A má fama da Galeria Alaska sobre ser um local barra pesada com péssimos frequentadores não se tratou só durante a época. Em uma reportagem de 2011 do canal Brasil [xxi]sobre a Galeria Alaska temos as falas de alguns moradores de Copacabana, onde a palavra “má fama” foi a mais falada, podemos observar que realmente a sociedade de Copacabana muitos não viam com bons olhos a Galeria Alaska e que muito dessa má fama contribuiu para o próprio fim dos estabelecimentos da galeria e por ter ficado tão esquecida pela história do Rio de Janeiro.
Sabemos que o jornal impresso contribuiu bastante para a má fama da Galeria Alaska, as matérias sobre o local estava bastante em destaque nas páginas dos jornais, especialmente o jornal O Globo que foi o mais pesquisado, analisando outros jornais como Jornal do Brasil[xxii] e Correio da Manhã[xxiii] na parte de classificados, muitos dos eventos que aconteciam nos estabelecimentos da Galeria Alaska eram retratados nos classificados e até outros acontecimentos como celebridades indo até a Galeria Alaska, como o vice-presidente da Globo o Boni indo prestigiar um espetáculo no qual um amigo estava protagonizando[xxiv].
Nesse trabalho fica o questionamento: será mesmo que para os frequentadores e até alguns moradores a Galeria Alaska era um local tão ruim? Mesmo sendo má afamada como a Galeria Alaska se manteve por tanto tempo? As perguntas foram feitas aos frequentadores da Galeria Alaska.
A Cultura Oculta
Pela Galeria Alaska ser má afamada, a questão desse trabalho era o porquê da Galeria Alaska ter funcionado por tanto tempo? A questão de ter uma Cultura Oculta não é pelo fato de ser uma contracultura a sociedade segundo um estudo feito pela autora Cinthia Jardim Negromonte da Silva[xxv], não seria um fenômeno ideológico para os frequentadores locais, mas sim uma Cultura Oculta, algo que só dentro dos estabelecimentos da Galeria Alaska existia. O próprio cantor Agnaldo Timóteo quando gravou a música “A galeria do amor” teve o seu primeiro obstáculo para o seu lançamento que foi o questionamento do local feito pela própria gravadora, Agnaldo Timóteo afirmou que:
“[…] gente isso é uma realidade. Você sai a noite pra passear, chega na Galeria Alaska e encontra centenas de pessoas se paquerando. Isso é um fato real. É preciso falar disso. São milhões de pessoas que vivem dessa maneira: homens com homens, mulheres com mulheres. Não se pode mais fugir dessa realidade hoje no mundo.” (ARAÚJO, 2015. P. 142).

- _Registros fornecidos_
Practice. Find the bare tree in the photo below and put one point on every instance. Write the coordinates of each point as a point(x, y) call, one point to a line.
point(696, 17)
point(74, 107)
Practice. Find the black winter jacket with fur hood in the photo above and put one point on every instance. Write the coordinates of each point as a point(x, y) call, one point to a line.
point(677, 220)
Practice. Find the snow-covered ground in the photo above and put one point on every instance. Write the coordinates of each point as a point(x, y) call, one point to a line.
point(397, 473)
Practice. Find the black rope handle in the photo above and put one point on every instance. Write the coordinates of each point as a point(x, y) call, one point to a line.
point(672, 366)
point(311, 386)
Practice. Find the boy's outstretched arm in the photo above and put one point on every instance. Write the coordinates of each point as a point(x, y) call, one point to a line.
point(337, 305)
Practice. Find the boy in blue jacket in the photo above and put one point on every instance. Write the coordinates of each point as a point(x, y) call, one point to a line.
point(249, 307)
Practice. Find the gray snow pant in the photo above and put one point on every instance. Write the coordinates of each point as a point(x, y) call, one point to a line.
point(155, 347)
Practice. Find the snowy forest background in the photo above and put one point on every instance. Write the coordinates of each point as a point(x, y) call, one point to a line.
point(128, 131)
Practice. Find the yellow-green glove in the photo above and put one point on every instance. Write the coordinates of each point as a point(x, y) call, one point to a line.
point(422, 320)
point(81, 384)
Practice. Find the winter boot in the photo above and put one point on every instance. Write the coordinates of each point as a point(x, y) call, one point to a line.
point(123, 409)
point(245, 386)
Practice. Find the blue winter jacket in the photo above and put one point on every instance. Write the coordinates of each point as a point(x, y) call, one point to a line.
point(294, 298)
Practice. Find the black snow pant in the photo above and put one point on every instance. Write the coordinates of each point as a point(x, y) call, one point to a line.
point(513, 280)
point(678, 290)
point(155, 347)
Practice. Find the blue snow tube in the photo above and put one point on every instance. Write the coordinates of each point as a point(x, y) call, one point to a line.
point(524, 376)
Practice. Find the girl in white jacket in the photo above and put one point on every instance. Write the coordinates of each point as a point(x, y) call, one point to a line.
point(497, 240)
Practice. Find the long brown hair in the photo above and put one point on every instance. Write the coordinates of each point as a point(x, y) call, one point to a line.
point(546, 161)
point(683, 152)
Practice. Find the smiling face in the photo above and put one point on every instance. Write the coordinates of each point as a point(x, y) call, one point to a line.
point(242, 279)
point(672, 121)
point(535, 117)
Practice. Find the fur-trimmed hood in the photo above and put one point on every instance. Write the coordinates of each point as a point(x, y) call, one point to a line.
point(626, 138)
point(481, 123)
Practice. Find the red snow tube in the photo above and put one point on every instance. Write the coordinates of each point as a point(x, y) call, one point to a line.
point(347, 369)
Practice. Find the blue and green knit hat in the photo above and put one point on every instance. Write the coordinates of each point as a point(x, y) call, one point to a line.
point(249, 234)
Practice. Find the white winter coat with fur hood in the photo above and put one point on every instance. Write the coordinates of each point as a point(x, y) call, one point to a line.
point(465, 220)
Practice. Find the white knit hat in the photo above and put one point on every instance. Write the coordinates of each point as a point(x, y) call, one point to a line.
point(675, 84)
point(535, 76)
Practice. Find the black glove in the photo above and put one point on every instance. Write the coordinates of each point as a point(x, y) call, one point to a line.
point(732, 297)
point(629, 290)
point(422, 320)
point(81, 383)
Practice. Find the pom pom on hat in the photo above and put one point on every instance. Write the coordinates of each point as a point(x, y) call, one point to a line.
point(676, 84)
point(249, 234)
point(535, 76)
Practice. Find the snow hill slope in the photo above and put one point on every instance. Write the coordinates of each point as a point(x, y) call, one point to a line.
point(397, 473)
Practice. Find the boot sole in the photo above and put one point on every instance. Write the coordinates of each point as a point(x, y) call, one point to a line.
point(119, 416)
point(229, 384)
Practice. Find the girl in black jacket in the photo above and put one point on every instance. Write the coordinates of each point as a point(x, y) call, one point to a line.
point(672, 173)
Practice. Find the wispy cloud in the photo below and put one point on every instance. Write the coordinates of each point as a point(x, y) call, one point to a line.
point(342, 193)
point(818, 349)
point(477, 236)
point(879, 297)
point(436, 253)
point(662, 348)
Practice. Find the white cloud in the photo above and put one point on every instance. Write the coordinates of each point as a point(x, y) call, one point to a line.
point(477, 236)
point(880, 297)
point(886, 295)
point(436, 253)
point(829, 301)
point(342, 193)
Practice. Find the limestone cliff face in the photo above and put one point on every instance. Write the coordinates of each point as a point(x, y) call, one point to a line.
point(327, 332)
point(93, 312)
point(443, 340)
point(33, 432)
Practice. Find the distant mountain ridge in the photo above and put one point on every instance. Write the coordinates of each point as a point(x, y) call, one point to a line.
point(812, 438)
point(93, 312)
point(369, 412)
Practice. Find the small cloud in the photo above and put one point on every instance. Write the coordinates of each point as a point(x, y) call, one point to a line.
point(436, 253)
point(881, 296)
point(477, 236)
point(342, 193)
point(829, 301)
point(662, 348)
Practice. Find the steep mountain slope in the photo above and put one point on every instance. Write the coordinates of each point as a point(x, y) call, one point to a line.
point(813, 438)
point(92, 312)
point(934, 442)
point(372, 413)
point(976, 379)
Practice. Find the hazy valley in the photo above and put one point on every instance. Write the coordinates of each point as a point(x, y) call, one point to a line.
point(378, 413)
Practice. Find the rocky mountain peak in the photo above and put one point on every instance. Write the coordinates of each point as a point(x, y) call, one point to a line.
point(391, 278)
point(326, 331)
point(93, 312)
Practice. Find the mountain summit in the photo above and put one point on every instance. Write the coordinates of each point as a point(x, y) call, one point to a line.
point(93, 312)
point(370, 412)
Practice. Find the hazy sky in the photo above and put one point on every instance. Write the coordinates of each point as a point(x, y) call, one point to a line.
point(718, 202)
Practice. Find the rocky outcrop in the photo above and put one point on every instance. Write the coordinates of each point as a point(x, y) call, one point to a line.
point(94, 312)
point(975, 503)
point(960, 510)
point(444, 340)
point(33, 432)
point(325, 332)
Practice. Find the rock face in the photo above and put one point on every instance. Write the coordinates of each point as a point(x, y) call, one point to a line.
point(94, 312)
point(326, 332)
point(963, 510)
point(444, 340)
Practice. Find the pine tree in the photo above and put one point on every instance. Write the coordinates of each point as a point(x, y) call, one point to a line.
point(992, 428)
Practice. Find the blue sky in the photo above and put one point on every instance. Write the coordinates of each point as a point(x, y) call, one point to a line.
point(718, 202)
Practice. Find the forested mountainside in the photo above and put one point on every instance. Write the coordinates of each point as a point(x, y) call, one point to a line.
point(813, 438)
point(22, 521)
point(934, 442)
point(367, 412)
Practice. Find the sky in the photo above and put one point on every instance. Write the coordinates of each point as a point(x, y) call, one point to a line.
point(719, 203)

- _Requisitos do exercício_
[1] Reproduza, do texto sobre a Galeria Alaska, o trecho que vai de "Sabemos que o" até "da Galeria Alaska.".
[2] Apresente como uma lista JSON de strings, uma para cada linha e sem as linhas em branco, apenas o trecho dos registros que vai da linha que contém "Practice. Find the yellow-green" até a linha que contém "point(245, 386)".

- _Respostas por tarefa_
[1]
Sabemos que o jornal impresso contribuiu bastante para a má fama da Galeria Alaska, as matérias sobre o local estava bastante em destaque nas páginas dos jornais, especialmente o jornal O Globo que foi o mais pesquisado, analisando outros jornais como Jornal do Brasil[xxii] e Correio da Manhã[xxiii] na parte de classificados, muitos dos eventos que aconteciam nos estabelecimentos da Galeria Alaska eram retratados nos classificados e até outros acontecimentos como celebridades indo até a Galeria Alaska, como o vice-presidente da Globo o Boni indo prestigiar um espetáculo no qual um amigo estava protagonizando[xxiv].
Nesse trabalho fica o questionamento: será mesmo que para os frequentadores e até alguns moradores a Galeria Alaska era um local tão ruim? Mesmo sendo má afamada como a Galeria Alaska se manteve por tanto tempo? As perguntas foram feitas aos frequentadores da Galeria Alaska.

[2]
[
  "Practice. Find the yellow-green glove in the photo above and put one point on every instance. Write the coordinates of each point as a point(x, y) call, one point to a line.",
  "point(422, 320)",
  "point(81, 384)",
  "Practice. Find the winter boot in the photo above and put one point on every instance. Write the coordinates of each point as a point(x, y) call, one point to a line.",
  "point(123, 409)",
  "point(245, 386)"
]